Job 1
Answer the following from the kernel hotplug message below.
(a) Which commit does the quoted report identify as having introduced the problem?
(b) In which file does the patch remove the line "case CPU_STARTING:"?
(c) What description is given for the attachment?
Job 2
From the rows below, pick out and copy each line that contains the word "grass".

Reading text
Re: workqueue: WARN at at kernel/workqueue.c:2176
From: Peter Zijlstra
Date:  Fri May 16 2014 - 05:35:56 EST
On Fri, May 16, 2014 at 11:50:42AM +0800, Lai Jiangshan wrote:
> After debugging, I found the hotlug-in cpu is atctive but !online in this case.
> the problem was introduced by 5fbd036b.
> Some code assumes that any cpu in cpu_active_mask is also online, but 5fbd036b breaks
> this assumption, so the corresponding code with this assumption should be changed too.
Good find, and yes it does that.
> The following patch is just a workaround. After it is applied, the above WARNING
> is gone, but I can't hit the wq problem that you found.
Seeing how the entirety of hotplug is basically duct tape and twigs, the
below isn't that bad.
> ---
> diff --git a/kernel/cpu.c b/kernel/cpu.c
> index a9e710e..253a129 100644
> --- a/kernel/cpu.c
> +++ b/kernel/cpu.c
> @@ -726,9 +726,10 @@ void set_cpu_present(unsigned int cpu, bool present)
>  
>  void set_cpu_online(unsigned int cpu, bool online)
>  {
> -	if (online)
> +	if (online) {
>  		cpumask_set_cpu(cpu, to_cpumask(cpu_online_bits));
> -	else
> +		cpumask_set_cpu(cpu, to_cpumask(cpu_active_bits));
> +	} else
>  		cpumask_clear_cpu(cpu, to_cpumask(cpu_online_bits));
>  }
>  
> diff --git a/kernel/sched/core.c b/kernel/sched/core.c
> index 268a45e..c1a712d 100644
> --- a/kernel/sched/core.c
> +++ b/kernel/sched/core.c
> @@ -5043,7 +5043,6 @@ static int sched_cpu_active(struct notifier_block *nfb,
>  				      unsigned long action, void *hcpu)
>  {
>  	switch (action & ~CPU_TASKS_FROZEN) {
> -	case CPU_STARTING:
>  	case CPU_DOWN_FAILED:
>  		set_cpu_active((long)hcpu, true);
>  		return NOTIFY_OK;
Attachment:
pgptiVPeZL7zC.pgp
Description: PGP signature

Collection entries

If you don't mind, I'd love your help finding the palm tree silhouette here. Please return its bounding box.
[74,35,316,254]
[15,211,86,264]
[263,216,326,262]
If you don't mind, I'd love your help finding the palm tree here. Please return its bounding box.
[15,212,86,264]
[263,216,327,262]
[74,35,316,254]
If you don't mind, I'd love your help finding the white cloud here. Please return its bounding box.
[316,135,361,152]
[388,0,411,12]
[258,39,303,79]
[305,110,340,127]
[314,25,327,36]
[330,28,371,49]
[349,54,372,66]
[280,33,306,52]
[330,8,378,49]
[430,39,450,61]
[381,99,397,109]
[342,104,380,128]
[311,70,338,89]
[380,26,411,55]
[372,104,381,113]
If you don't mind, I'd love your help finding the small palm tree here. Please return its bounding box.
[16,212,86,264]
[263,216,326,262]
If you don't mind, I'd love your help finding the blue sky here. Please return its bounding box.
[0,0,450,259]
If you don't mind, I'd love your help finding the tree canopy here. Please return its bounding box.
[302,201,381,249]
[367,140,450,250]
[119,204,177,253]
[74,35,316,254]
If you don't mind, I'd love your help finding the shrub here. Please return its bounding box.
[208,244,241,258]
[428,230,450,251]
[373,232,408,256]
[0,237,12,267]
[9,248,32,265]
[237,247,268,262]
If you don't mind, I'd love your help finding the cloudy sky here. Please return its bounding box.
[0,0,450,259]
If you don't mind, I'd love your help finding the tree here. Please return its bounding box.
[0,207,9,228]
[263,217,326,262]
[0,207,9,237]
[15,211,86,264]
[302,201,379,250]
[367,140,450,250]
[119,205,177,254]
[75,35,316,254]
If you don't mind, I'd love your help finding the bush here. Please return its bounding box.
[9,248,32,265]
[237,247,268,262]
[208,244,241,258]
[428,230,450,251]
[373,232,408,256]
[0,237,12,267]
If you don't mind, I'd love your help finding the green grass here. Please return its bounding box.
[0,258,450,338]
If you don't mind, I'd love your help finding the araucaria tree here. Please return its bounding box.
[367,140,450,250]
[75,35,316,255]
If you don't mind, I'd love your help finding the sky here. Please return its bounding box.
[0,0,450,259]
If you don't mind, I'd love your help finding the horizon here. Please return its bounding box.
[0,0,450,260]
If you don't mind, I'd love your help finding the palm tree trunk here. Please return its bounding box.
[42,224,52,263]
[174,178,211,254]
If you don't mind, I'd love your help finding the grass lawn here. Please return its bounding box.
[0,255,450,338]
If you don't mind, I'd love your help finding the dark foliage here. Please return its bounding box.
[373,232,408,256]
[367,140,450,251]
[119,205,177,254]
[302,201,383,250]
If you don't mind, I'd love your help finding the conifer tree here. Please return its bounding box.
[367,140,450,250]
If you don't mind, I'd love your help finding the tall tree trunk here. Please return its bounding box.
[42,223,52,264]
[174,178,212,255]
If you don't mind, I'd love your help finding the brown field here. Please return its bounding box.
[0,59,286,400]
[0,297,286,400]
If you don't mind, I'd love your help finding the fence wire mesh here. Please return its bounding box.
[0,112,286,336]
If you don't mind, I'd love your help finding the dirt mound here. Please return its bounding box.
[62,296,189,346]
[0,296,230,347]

Correct response 1
(a) 5fbd036b
(b) kernel/sched/core.c
(c) PGP signature

Correct response 2
If you don't mind, I'd love your help finding the green grass here. Please return its bounding box.
If you don't mind, I'd love your help finding the grass lawn here. Please return its bounding box.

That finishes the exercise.